* _Object point labels_
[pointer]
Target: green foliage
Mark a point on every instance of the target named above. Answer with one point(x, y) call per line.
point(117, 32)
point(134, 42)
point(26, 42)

* _Written task_
Can you write out all of the lines above again, word for word and in the same order?

* _Problem solution_
[pointer]
Target: green foliage
Mark a point on every instance of the target named above. Answer with one point(x, y) call per line.
point(117, 32)
point(134, 42)
point(26, 42)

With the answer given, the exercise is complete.